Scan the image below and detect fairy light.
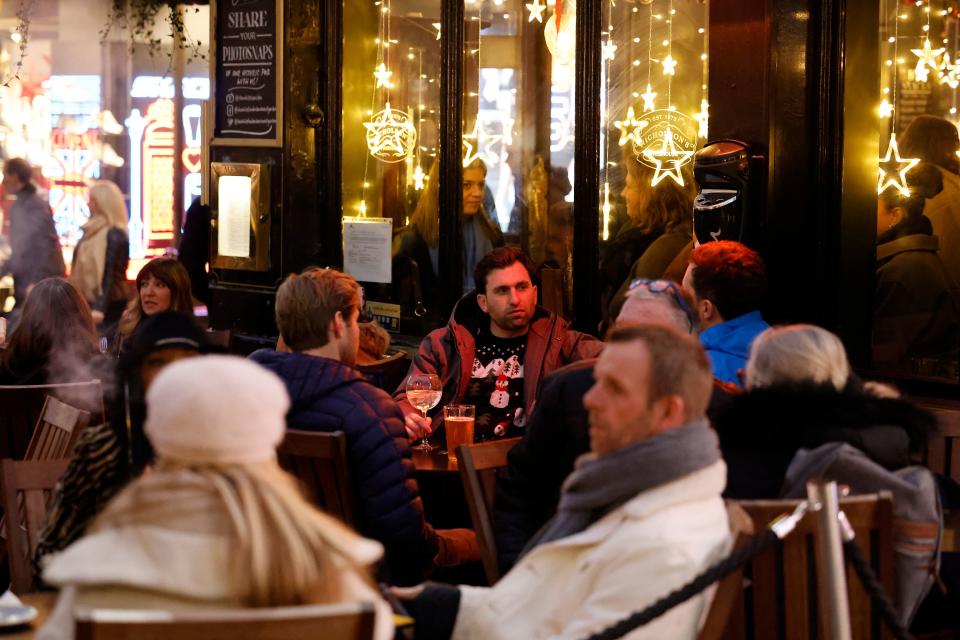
[877,0,929,196]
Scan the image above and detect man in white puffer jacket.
[397,325,730,640]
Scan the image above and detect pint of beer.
[443,404,474,461]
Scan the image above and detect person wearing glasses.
[683,240,770,387]
[493,278,726,573]
[250,269,479,584]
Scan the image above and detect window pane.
[599,0,708,319]
[343,0,441,334]
[873,0,960,382]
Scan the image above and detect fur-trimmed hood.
[714,384,936,467]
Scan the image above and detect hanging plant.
[100,0,206,65]
[0,0,37,87]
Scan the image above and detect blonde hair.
[746,324,850,391]
[410,158,487,248]
[90,180,127,232]
[91,460,368,607]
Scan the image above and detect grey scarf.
[521,420,720,555]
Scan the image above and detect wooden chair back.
[719,492,894,640]
[457,438,520,585]
[24,396,90,460]
[277,430,360,529]
[0,459,68,594]
[75,602,374,640]
[0,380,105,460]
[357,351,410,395]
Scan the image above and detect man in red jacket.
[395,247,603,442]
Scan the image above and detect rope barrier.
[587,501,914,640]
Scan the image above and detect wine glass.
[407,373,443,451]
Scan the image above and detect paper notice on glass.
[343,217,393,282]
[217,176,252,258]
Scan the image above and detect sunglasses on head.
[627,278,697,333]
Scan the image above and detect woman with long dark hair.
[873,163,960,372]
[0,278,108,385]
[117,256,193,348]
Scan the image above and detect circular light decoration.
[633,109,699,186]
[543,0,577,67]
[363,102,417,163]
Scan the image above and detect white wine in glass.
[407,373,443,451]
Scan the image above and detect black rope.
[588,529,777,640]
[843,540,913,640]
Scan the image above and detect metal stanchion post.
[807,482,852,640]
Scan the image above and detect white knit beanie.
[144,356,290,464]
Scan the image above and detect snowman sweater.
[463,331,527,442]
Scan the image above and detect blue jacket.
[250,349,438,584]
[700,311,770,387]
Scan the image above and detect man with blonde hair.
[250,269,478,584]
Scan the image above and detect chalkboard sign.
[213,0,283,146]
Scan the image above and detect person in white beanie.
[37,356,393,640]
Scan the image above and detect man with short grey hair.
[494,279,697,572]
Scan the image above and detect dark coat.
[250,349,438,584]
[714,386,935,500]
[7,185,66,306]
[873,233,960,363]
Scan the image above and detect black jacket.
[714,385,936,500]
[250,349,439,584]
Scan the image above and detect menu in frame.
[214,0,283,146]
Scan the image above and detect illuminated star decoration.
[463,117,503,167]
[613,107,649,147]
[640,82,657,113]
[413,164,427,191]
[363,102,417,162]
[877,98,893,118]
[527,0,547,24]
[660,54,677,76]
[910,38,946,82]
[373,62,393,89]
[877,133,920,196]
[602,37,617,60]
[643,127,693,187]
[693,98,710,140]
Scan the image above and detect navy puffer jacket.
[250,349,438,584]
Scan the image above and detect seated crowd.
[0,241,950,640]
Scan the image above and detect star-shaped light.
[640,82,657,113]
[463,117,503,167]
[363,102,417,162]
[910,38,946,82]
[877,133,920,196]
[527,0,547,24]
[613,106,648,147]
[373,62,393,89]
[643,127,693,187]
[877,98,893,118]
[601,36,617,60]
[693,98,710,140]
[660,53,677,76]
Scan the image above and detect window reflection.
[872,0,960,382]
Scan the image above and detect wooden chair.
[0,459,68,594]
[75,602,374,640]
[24,396,90,460]
[0,380,104,460]
[457,438,520,586]
[357,351,410,395]
[277,430,360,529]
[712,492,894,640]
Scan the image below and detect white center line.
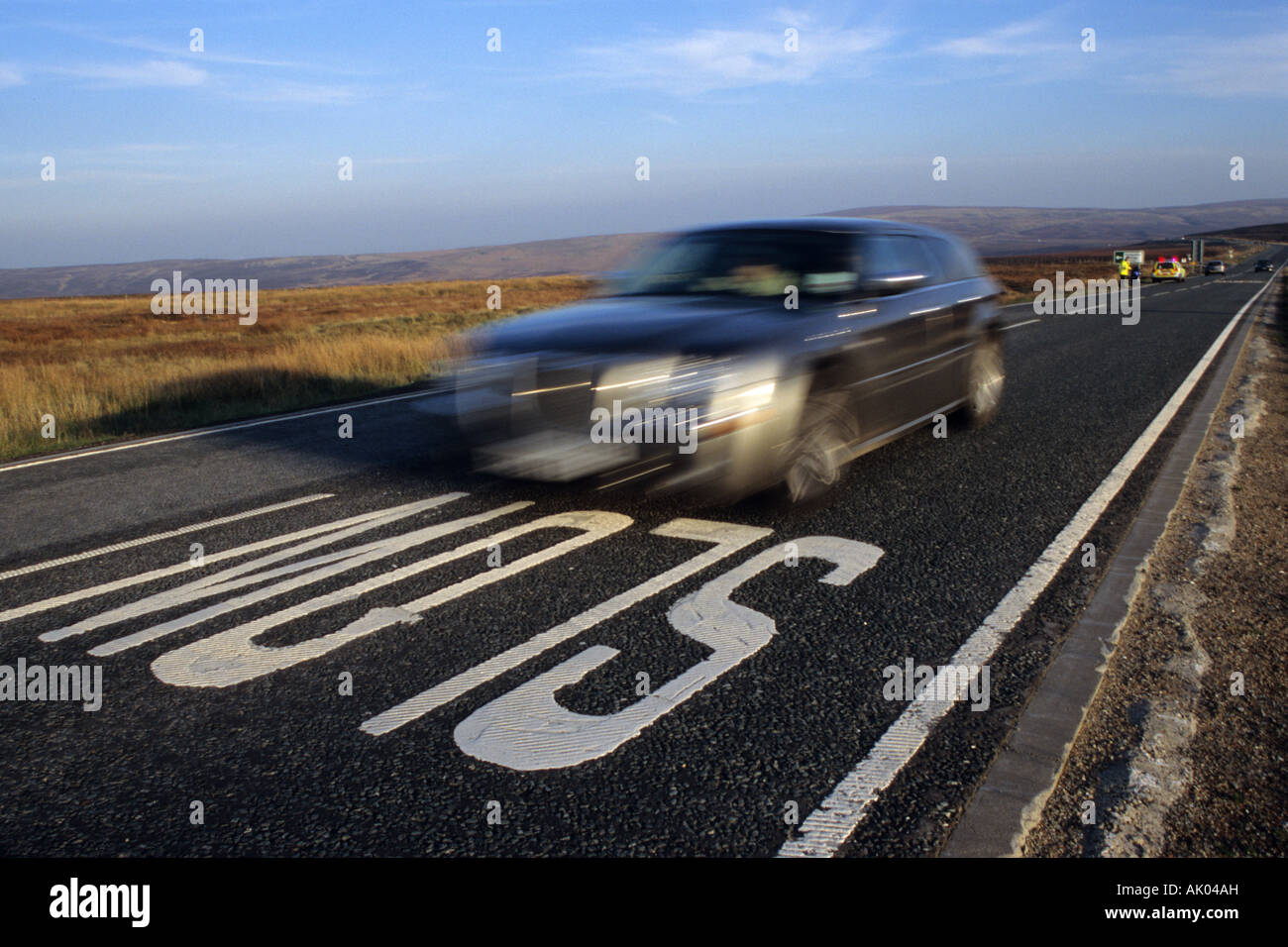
——
Print the full listing above verbatim, line for line, leaving out the pictures.

» RESULT:
Scan the image below and detect fairy light.
[877,0,929,196]
Scan the image above and detect man in white puffer jacket.
[397,325,730,640]
Scan the image above and detect pint of beer.
[443,404,474,461]
Scan the image above and detect person wearing glasses.
[683,240,770,387]
[493,278,726,573]
[250,269,479,584]
Scan the image above and detect window pane.
[599,0,708,319]
[343,0,441,334]
[873,0,960,382]
Scan the image above and detect fur-trimmed hood.
[714,384,936,467]
Scan the image above and detect hanging plant.
[100,0,206,65]
[0,0,37,87]
Scan the image above and detect blonde hair.
[746,324,850,391]
[410,158,487,248]
[90,180,127,232]
[91,460,368,607]
Scan the image above and detect grey scarf.
[521,420,720,555]
Scan the image above and detect wooden chair back.
[719,492,894,640]
[457,438,520,585]
[24,396,90,460]
[277,430,360,529]
[0,459,68,594]
[75,602,374,640]
[0,380,105,460]
[357,351,410,395]
Scan the image above and detect man in red jacket.
[395,247,603,442]
Scan the image above and detect rope barrier.
[587,501,914,640]
Scan the image above and detect wine glass.
[407,373,443,451]
Scan the image above and detect paper notice on glass.
[343,217,393,282]
[217,176,252,258]
Scan the image above and detect sunglasses on head.
[627,278,697,333]
Scan the image above and detect woman with long dark hair.
[873,163,960,372]
[0,278,108,385]
[117,256,193,348]
Scan the image above and detect circular light decoration.
[633,109,699,186]
[543,0,577,67]
[363,102,417,163]
Scan the image above and detect white wine in glass.
[407,373,443,451]
Scan the image above and detect black rope.
[588,529,777,640]
[843,540,913,640]
Scan the image above and detect metal stanchion post.
[807,482,852,640]
Scan the image above and detect white knit beanie.
[144,356,290,464]
Scan the image above and detect snowman sweater.
[463,331,527,442]
Scan the image above and detect blue jacket.
[250,349,438,584]
[700,311,770,387]
Scan the image above and detect man with blonde hair.
[250,269,478,584]
Scan the image above and detect chalkboard sign.
[213,0,283,146]
Scan the image above and detect person in white beanie.
[37,356,393,640]
Scan the image above and detect man with short grey hair.
[494,279,697,572]
Scan the image above and detect dark coat.
[250,349,438,584]
[714,386,935,500]
[7,185,66,306]
[873,233,960,363]
Scan the image above and detect black jacket.
[714,385,936,500]
[250,349,439,584]
Scan the image above and detect menu in frame.
[214,0,283,146]
Scan the image above and detect illuminated star decoration.
[463,117,503,167]
[613,107,649,147]
[640,82,657,113]
[413,164,427,191]
[363,102,417,162]
[877,98,893,118]
[527,0,547,24]
[660,54,677,76]
[910,38,946,82]
[373,62,393,89]
[877,133,920,196]
[602,37,617,60]
[643,127,693,187]
[693,98,710,140]
Scan the image above and detect navy puffer jacket.
[250,349,438,584]
Scan the image above and detect seated crowd.
[0,241,950,640]
Scan the image above and detect star-shaped light.
[640,82,657,113]
[463,117,503,167]
[363,102,417,162]
[910,38,946,82]
[877,133,920,196]
[527,0,547,24]
[613,106,648,147]
[373,62,393,89]
[643,127,693,187]
[877,98,893,118]
[601,36,617,60]
[693,98,710,140]
[660,53,677,76]
Scan the image above and detect window reflection.
[872,0,960,382]
Scan the image above and detect wooden chair.
[0,459,68,594]
[75,602,374,640]
[24,396,90,460]
[0,380,104,460]
[457,438,520,586]
[357,351,410,395]
[277,430,360,529]
[712,492,894,640]
Scan the image below and detect white center line.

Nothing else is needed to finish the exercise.